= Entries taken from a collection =

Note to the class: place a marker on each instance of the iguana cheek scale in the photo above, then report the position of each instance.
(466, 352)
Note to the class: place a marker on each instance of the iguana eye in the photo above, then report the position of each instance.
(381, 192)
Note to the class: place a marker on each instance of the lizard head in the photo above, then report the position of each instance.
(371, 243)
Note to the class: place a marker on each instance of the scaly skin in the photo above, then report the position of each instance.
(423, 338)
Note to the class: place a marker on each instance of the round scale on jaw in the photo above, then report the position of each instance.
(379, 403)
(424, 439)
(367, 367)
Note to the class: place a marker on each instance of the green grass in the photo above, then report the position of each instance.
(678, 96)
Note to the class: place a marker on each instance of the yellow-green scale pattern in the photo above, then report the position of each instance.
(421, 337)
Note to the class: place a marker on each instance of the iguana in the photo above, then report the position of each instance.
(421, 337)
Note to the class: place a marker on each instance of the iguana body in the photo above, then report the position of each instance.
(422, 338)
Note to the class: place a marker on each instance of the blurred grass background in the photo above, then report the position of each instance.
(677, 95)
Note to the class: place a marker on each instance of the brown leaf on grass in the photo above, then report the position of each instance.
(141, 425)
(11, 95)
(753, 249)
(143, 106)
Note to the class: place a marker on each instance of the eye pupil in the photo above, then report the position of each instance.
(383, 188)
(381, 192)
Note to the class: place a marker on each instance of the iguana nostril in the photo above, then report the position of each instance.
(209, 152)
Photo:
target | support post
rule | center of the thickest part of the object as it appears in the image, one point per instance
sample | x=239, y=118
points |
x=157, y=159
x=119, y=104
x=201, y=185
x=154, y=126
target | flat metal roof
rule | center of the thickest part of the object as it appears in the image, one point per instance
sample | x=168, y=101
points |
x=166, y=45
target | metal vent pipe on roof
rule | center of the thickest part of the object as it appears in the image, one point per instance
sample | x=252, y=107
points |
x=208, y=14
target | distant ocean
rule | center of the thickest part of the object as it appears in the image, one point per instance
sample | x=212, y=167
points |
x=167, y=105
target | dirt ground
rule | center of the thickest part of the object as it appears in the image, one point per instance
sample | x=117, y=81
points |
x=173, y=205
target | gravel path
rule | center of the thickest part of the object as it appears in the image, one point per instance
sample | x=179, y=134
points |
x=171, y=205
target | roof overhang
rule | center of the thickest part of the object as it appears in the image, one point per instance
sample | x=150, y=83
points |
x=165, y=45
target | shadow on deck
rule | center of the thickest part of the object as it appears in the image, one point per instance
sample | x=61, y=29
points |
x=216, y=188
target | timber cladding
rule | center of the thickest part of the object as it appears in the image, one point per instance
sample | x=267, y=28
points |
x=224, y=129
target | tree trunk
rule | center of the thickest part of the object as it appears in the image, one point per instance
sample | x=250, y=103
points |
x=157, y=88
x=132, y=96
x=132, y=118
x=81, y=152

= To do =
Top to bottom, set down the entries above word for word.

= Response box =
Note to the class: place a marker on each instance of the iguana cheek scale in the photo above, then report the position of each instance.
(466, 352)
Note to the class: place a marker on each instance of the iguana eye in the photo above, then report the position of each instance.
(381, 192)
Note to the class: place a marker on each instance of the lizard head in the photo above, then report the position of each instance.
(371, 243)
Note to the class: place a marker on each instance of the scaly skin in the photo above, then report the position of each instance.
(423, 338)
Note to the class: place a marker on each instance of the round scale on jaw in the photo above, then report the position of each instance.
(379, 403)
(424, 439)
(367, 367)
Note to the class: place a marker on each instance of the green grass in the photo above, then report the position of each instance.
(678, 96)
Note to the class: place a marker on each instance of the yellow-green scale pattern in the photo above, then report the position of each instance.
(421, 337)
Note to the class: place a marker on each instance of the iguana in the photo above, then report the position of each instance.
(421, 337)
Note to the class: place a marker on each instance of the iguana body in the photo above, then report the position of each instance.
(422, 338)
Note to the class: place a marker on each instance of the blurred grass background in the photo above, then report the position of each instance.
(677, 95)
Note to the class: place a marker on each instance of the brown leaf on grass in the photo above, then report the position of each instance.
(141, 425)
(11, 95)
(753, 249)
(143, 106)
Note to the class: place a marker on each instance of the eye pupil in the photo above, then report the position of each instance.
(383, 188)
(381, 192)
Note to the class: place a marker on each instance of the iguana nostril in the photo above, then report the position of each instance.
(209, 152)
Photo:
target | support post
rule | center of the thickest part of the object as it appears in the image, one point per instance
sample | x=239, y=118
points |
x=157, y=159
x=119, y=104
x=201, y=185
x=154, y=126
target | flat metal roof
rule | center of the thickest part of the object as it appears in the image, one point per instance
sample | x=168, y=101
points |
x=166, y=45
target | metal vent pipe on roof
rule | center of the thickest part of the object as it appears in the image, one point per instance
sample | x=252, y=107
points |
x=208, y=14
target | distant ocean
rule | center of the thickest part of the object as it appears in the image, one point per instance
sample | x=212, y=167
points |
x=167, y=105
target | dirt ground
rule | center of the thickest part of the object as it appears in the image, one point per instance
sample | x=117, y=81
points |
x=173, y=205
target | gravel path
rule | center of the thickest part of the object as it appears in the image, one point per instance
sample | x=179, y=134
points |
x=171, y=205
target | roof overhang
rule | center of the thickest part of the object as it appears in the image, one point per instance
sample | x=150, y=83
points |
x=165, y=45
target | shadow on deck
rule | center of the thickest part of the object as it appears in the image, one point per instance
sample | x=61, y=29
points |
x=216, y=188
target | timber cladding
rule | center of the thickest part of the object as it appears in the image, one point per instance
sample | x=267, y=28
points |
x=224, y=129
target | tree trunk
rule | center of the thickest part of the object as it appears in the image, one point per instance
sample | x=250, y=103
points |
x=157, y=88
x=132, y=96
x=132, y=118
x=81, y=152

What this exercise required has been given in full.